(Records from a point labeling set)
------

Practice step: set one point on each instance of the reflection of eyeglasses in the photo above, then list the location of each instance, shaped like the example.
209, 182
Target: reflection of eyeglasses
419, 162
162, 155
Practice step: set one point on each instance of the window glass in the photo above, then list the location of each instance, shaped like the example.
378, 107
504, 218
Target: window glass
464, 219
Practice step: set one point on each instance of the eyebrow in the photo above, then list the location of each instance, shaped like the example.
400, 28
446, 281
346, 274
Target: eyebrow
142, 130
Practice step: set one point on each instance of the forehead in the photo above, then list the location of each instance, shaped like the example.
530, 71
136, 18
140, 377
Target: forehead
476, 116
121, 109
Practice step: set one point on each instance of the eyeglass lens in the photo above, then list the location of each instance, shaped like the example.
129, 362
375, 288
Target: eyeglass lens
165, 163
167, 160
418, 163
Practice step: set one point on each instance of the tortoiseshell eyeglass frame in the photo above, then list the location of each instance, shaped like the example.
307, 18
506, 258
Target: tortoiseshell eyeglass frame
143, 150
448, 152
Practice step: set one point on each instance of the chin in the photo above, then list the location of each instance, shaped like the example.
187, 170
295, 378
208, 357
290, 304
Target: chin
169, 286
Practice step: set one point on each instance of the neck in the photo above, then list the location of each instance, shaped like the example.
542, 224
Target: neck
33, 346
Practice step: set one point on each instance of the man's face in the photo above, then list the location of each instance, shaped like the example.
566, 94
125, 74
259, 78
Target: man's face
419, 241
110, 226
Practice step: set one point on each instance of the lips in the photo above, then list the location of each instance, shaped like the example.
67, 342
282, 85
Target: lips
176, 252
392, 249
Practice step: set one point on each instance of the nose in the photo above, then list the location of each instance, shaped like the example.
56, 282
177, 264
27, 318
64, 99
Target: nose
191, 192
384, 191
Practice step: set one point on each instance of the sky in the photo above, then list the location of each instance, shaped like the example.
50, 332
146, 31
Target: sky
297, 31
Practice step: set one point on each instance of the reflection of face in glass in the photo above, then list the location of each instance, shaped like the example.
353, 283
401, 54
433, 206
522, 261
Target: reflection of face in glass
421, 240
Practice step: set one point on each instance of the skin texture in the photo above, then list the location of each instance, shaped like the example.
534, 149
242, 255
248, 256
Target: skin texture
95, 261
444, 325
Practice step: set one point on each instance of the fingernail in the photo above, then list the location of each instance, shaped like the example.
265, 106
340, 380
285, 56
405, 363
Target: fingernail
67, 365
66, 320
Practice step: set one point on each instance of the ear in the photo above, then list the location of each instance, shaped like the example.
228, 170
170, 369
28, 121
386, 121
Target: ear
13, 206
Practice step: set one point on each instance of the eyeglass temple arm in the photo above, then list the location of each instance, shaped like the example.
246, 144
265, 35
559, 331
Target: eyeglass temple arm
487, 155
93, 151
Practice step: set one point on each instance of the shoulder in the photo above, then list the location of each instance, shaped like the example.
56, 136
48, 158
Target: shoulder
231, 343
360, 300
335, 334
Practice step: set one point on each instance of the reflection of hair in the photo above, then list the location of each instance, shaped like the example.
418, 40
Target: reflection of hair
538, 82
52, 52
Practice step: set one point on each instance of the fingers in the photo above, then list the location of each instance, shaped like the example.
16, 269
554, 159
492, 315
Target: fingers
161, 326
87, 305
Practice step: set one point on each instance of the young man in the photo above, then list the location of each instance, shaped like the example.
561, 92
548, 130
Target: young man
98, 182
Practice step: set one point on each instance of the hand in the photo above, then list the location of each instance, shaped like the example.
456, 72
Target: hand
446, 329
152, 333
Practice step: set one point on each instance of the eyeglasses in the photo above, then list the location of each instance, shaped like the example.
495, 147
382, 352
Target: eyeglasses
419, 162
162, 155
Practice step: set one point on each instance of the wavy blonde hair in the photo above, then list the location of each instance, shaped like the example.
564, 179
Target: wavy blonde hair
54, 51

------

> **WHAT THIS TASK INVOLVES**:
Produce an exact copy of the whole listing.

> **SOLVED PROBLEM**:
Practice step: set one point on each instance of the reflection of eyeglasses in the photo above, then list the location of each instance, shaped like the example.
209, 182
Target: reflection of eyeglasses
419, 162
162, 155
Practice step: set one point on each instance of the window glass in the photo above, then list the location of each instance, shaped like the example.
378, 107
504, 218
Target: window glass
464, 219
Practice step: set one point on each instance of the eyebrow in the photo above, then list the location of each instance, shaped like the example.
400, 28
446, 281
346, 274
Target: eyebrow
142, 130
Practice step: set one point on each instance of the forehead in the photo above, then list the location of each instance, shaped like the example.
530, 71
136, 18
140, 377
Target: forehead
476, 116
121, 109
Practice step: set one point on each instance of the eyeglass lens in the photo above, then list the location of each instance, shaped like the example.
129, 362
375, 288
Target: eyeglass lens
165, 163
167, 160
418, 163
Practice step: set one point on each instance of the tortoiseshell eyeglass frame in the photo above, then list the location of each instance, shaped like the example.
307, 18
506, 258
Target: tortoiseshell eyeglass frame
143, 150
448, 152
Practice step: set one point on each instance of the chin in the photo above, then list the location of each instance, shaped like the example.
187, 170
295, 378
208, 357
290, 304
Target: chin
169, 286
Practice step: set one point on each instance of the neck in the photo above, then list the location of each instance, shaped like the example.
542, 224
Target: neck
33, 346
Practice step: set one point on each instance of the man's face in the photo above, then list the location of each instance, shaped like the example.
566, 94
125, 74
259, 78
Target: man's face
419, 241
110, 226
Practice step: set one point on each instance of the lips in the photo above, then list the location of each instance, shaped like the example.
67, 342
282, 85
Target: lips
176, 252
392, 249
Practice step: set one point on each instance of the nose in the photo above, then list the location of each instance, shaped like the example.
56, 282
177, 264
27, 318
64, 99
Target: nose
191, 192
384, 191
Practice step: set one point on each instance of the sky in the photo above, then list the location of each instance, shaped like the example.
50, 332
146, 31
Target: sky
297, 31
Practice step: set one point on each instance of the reflection of face in glass in the photo above, then list the location of each instance, shaped like the example.
353, 283
401, 54
433, 206
522, 261
Target: reflection of face in glass
421, 240
Practice step: set one point on each instance of the skin texture in the photo above, then list the location of each instance, shaped like the example.
534, 149
242, 255
248, 256
Target: skin texture
95, 261
444, 325
Practice step: set one point on each instance of the fingernail in the photo above, then list the location of each instance, shaped like the example.
265, 106
340, 380
285, 56
405, 363
Target: fingernail
67, 365
66, 320
Practice step: set one point on each instance of the ear in the photo above, then list the location of each instance, shaped like the example.
228, 170
170, 369
28, 121
386, 121
Target: ear
13, 206
Practice step: set one point on each instance of the eyeglass temple arm in the photo above, then list the location of each instance, shaped like the example.
246, 144
265, 35
559, 331
Target: eyeglass temple arm
487, 155
93, 151
Practice step: set one point on each instance of the shoulder in the photo above, then list the location of each instance, shaped like the example.
56, 136
48, 158
Target: shoulder
231, 343
360, 300
335, 334
Practice step: set one point on each instance of the reflection of hair in the photo above, then list the location of each instance, shaped like the example.
418, 40
Target: reflection of hair
538, 82
52, 52
Practice step: set one point on each instance of the fingers in the photo above, then list the location of each instance, shaped like the example.
16, 269
554, 159
492, 315
Target: fingers
161, 326
87, 305
Practice step: set one point on each instance of the young man in the photo above, then list the location of each instance, shaped like the example.
561, 92
548, 130
Target: young man
98, 182
Practice step: set one point on each instance of the hand in the photo above, then list the location of each instance, shaped like the example.
456, 72
Target: hand
446, 329
152, 333
Practice step: set one point on each instance of the eyeglasses in the photo above, then list the location of each instance, shaped like the example.
495, 147
382, 352
Target: eyeglasses
419, 162
162, 155
Practice step: set one point on each instance of the wavy blonde hair in the photo above, then list the location of each instance, shaped like the example.
564, 179
Target: wavy blonde hair
54, 51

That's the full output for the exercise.